### DATASET EXTRACT
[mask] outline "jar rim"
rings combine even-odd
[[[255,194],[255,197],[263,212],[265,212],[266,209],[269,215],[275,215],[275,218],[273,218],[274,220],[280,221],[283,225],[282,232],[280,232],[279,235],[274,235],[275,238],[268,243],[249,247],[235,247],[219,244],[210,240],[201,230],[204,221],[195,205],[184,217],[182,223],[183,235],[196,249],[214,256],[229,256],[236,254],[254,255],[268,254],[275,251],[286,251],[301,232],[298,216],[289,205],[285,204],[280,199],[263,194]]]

* * *

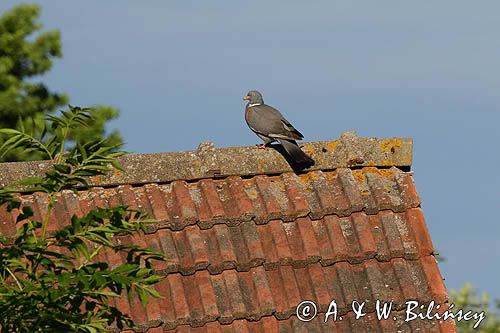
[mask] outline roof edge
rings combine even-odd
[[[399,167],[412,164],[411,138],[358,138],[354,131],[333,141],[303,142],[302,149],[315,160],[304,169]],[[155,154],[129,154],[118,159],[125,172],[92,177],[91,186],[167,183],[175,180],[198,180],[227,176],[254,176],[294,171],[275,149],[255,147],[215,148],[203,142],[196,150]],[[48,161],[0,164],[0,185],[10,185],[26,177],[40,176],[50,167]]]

### WHAT IS NEEDED
Only a number is wanted here. How many lines in the material contain "mask"?

### OUTPUT
2